[某一合集中的条目]
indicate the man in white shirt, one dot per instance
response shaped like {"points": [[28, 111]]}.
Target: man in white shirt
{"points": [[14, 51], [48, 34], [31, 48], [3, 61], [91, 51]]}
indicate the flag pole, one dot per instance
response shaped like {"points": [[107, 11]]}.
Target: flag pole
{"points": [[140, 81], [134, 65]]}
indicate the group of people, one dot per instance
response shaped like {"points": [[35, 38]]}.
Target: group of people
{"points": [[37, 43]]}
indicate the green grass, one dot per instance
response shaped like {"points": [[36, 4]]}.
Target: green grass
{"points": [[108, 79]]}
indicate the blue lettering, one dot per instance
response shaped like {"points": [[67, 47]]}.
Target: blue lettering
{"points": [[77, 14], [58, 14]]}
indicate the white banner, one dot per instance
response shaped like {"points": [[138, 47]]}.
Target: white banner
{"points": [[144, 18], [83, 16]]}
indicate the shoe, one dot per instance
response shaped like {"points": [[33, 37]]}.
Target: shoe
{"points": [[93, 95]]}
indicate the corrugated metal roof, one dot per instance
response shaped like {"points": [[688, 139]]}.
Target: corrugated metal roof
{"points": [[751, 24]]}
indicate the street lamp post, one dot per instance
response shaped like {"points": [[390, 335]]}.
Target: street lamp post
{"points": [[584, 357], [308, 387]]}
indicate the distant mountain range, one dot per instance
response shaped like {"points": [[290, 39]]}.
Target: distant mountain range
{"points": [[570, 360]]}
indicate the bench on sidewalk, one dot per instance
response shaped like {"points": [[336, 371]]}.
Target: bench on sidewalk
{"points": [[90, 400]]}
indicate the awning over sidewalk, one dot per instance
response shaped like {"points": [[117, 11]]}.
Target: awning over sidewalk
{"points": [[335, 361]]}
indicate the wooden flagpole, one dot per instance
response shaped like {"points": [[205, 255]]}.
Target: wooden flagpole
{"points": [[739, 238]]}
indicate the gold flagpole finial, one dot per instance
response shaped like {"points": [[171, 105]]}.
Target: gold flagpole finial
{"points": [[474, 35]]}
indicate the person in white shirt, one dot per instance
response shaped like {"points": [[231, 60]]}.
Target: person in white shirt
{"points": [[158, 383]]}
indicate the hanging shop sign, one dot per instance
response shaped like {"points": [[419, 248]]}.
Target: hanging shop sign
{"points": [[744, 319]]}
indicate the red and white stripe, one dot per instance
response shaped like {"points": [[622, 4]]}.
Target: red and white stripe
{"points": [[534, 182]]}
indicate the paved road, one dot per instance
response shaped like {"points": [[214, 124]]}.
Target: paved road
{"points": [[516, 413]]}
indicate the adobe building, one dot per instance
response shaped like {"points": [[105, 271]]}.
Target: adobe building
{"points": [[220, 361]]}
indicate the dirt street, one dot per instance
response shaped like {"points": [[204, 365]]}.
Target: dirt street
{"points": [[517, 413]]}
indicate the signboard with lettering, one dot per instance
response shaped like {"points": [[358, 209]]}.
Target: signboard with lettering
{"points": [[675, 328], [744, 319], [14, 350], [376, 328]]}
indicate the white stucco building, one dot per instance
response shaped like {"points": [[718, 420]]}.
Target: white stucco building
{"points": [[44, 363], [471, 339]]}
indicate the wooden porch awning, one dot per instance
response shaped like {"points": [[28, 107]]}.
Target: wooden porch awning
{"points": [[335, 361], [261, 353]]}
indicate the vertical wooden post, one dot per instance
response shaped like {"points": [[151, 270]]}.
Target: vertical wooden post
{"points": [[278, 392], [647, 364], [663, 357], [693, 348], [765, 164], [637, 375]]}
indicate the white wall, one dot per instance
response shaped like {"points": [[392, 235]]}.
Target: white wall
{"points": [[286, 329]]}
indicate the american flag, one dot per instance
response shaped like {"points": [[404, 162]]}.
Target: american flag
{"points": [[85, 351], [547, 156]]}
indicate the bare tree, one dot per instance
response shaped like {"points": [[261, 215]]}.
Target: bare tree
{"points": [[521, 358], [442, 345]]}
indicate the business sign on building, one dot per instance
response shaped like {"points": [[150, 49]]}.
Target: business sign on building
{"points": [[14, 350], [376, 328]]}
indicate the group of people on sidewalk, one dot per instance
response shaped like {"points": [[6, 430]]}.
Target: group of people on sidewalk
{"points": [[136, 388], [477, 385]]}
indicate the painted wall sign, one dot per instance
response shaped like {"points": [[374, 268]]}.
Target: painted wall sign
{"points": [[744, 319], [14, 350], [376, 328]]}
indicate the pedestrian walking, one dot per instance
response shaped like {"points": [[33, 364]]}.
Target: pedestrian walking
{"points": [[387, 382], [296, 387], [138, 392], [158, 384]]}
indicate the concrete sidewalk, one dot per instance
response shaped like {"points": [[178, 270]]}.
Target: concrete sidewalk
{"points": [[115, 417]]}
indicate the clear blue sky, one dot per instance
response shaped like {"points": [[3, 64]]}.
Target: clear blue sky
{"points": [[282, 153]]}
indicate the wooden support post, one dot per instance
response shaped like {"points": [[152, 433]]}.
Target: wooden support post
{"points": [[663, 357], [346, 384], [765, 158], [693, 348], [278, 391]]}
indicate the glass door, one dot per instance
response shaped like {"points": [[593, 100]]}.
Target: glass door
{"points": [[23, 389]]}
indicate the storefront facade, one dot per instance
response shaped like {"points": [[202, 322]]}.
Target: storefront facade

任务要求:
请从含有“indicate the glass door, one dot per instance”的那一行起，一直到条目的最后一行为止（首尾两行均包括在内），把这些行原样重新写出来。

参考解答:
indicate the glass door, one dot per instance
response shaped like {"points": [[593, 100]]}.
Target: glass door
{"points": [[23, 389]]}
indicate the storefront facade, one dot per instance
response shaped like {"points": [[202, 322]]}.
Target: storefront facade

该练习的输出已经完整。